--- What the task asks ---
Print the records below line for line, with every character kept as it is.

--- Data listing ---
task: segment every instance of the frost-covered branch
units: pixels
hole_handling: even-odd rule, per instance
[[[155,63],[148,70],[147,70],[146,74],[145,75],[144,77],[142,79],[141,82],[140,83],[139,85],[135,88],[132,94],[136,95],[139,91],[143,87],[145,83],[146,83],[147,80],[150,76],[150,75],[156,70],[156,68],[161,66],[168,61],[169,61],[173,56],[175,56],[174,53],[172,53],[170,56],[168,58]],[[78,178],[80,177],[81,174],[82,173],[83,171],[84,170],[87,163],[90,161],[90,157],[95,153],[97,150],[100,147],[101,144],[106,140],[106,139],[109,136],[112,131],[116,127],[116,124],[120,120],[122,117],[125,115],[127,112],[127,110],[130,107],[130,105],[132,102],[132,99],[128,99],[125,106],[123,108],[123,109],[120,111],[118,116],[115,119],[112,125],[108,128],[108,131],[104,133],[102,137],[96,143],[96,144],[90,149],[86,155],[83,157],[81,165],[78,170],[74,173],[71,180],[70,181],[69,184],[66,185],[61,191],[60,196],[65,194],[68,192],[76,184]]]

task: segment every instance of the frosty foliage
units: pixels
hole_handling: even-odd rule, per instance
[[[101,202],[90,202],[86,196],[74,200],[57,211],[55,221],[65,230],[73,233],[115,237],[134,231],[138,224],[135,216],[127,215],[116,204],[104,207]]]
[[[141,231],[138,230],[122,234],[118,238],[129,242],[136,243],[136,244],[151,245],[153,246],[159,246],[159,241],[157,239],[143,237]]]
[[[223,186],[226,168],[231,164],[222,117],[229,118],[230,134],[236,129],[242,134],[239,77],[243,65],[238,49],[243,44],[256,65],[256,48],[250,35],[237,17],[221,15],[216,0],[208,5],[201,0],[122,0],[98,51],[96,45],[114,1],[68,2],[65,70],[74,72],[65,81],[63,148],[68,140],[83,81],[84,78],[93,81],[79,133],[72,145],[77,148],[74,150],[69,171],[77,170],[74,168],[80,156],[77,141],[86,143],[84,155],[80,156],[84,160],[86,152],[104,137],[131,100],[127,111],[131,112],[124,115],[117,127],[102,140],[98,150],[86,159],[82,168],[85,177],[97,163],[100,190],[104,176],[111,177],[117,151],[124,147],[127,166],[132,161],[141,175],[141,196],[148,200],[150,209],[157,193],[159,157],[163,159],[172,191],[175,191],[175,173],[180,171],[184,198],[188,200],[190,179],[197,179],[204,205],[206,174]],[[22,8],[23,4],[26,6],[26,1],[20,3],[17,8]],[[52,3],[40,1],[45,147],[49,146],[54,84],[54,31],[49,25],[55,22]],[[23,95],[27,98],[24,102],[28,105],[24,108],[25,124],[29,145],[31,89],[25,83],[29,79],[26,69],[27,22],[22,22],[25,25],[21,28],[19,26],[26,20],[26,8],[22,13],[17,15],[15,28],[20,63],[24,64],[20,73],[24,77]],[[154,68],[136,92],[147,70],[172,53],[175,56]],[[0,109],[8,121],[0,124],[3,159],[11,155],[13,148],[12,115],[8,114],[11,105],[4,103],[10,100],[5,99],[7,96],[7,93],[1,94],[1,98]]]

--- Response ---
task: segment every instance of the frost-covered branch
units: pixels
hole_handling: even-odd rule, per instance
[[[155,63],[148,70],[147,70],[146,74],[145,75],[144,77],[142,79],[141,82],[140,83],[139,85],[135,88],[132,94],[136,95],[139,91],[143,87],[145,83],[146,83],[147,80],[150,76],[150,75],[156,70],[156,68],[161,66],[168,61],[169,61],[173,56],[175,56],[174,53],[172,53],[170,56],[168,58]],[[78,178],[80,177],[81,174],[82,173],[83,171],[84,170],[87,163],[90,161],[90,157],[95,153],[97,150],[100,147],[101,144],[106,140],[106,139],[109,136],[112,131],[116,127],[116,124],[120,120],[122,117],[125,115],[127,112],[127,110],[130,107],[130,105],[132,102],[132,99],[128,99],[125,106],[123,108],[123,109],[120,111],[118,116],[115,119],[112,125],[108,128],[108,131],[104,133],[102,137],[96,143],[96,144],[90,149],[86,155],[83,157],[81,165],[78,170],[74,173],[71,180],[70,181],[69,184],[66,185],[61,191],[60,196],[65,194],[68,192],[76,184]]]

task: segment every instance of the frosty foliage
units: pixels
hole_handling: even-odd rule, per instance
[[[101,202],[90,202],[86,196],[74,200],[57,211],[55,221],[65,230],[73,233],[115,237],[134,231],[138,224],[135,216],[127,215],[116,204],[104,207]]]
[[[141,231],[138,230],[122,234],[118,238],[129,242],[136,243],[136,244],[151,245],[153,246],[159,246],[159,241],[157,239],[143,237]]]
[[[223,186],[226,168],[231,164],[222,117],[229,118],[230,134],[236,129],[242,134],[239,77],[243,65],[238,49],[243,44],[256,65],[256,48],[250,35],[237,17],[221,15],[216,0],[208,5],[201,0],[122,0],[98,51],[96,45],[114,1],[68,2],[65,70],[74,72],[65,81],[63,148],[68,140],[83,81],[84,78],[93,81],[79,133],[72,145],[77,148],[74,150],[69,171],[77,170],[74,168],[80,156],[77,141],[86,143],[84,155],[80,156],[84,160],[86,152],[104,137],[131,100],[127,111],[131,112],[124,115],[117,127],[102,140],[98,150],[86,159],[82,168],[85,177],[97,163],[100,190],[104,176],[111,177],[117,151],[124,147],[127,166],[132,161],[141,175],[141,196],[148,200],[150,209],[157,193],[159,157],[163,159],[172,191],[175,191],[175,173],[180,171],[184,198],[188,200],[190,179],[197,179],[204,205],[206,174]],[[22,8],[23,4],[26,6],[26,1],[20,3],[17,8]],[[52,3],[40,1],[45,147],[49,146],[54,84],[54,31],[49,25],[55,22]],[[23,95],[27,98],[24,102],[28,105],[24,108],[25,124],[29,145],[31,89],[25,83],[29,79],[26,69],[27,22],[22,22],[25,25],[21,28],[19,26],[26,20],[26,8],[22,13],[17,15],[15,28],[20,63],[24,64],[20,73],[24,77]],[[154,68],[136,92],[147,70],[172,53],[175,56]],[[0,109],[8,121],[0,124],[3,159],[11,155],[13,148],[12,115],[8,114],[11,105],[4,103],[10,100],[5,99],[7,96],[7,93],[1,94],[1,98]]]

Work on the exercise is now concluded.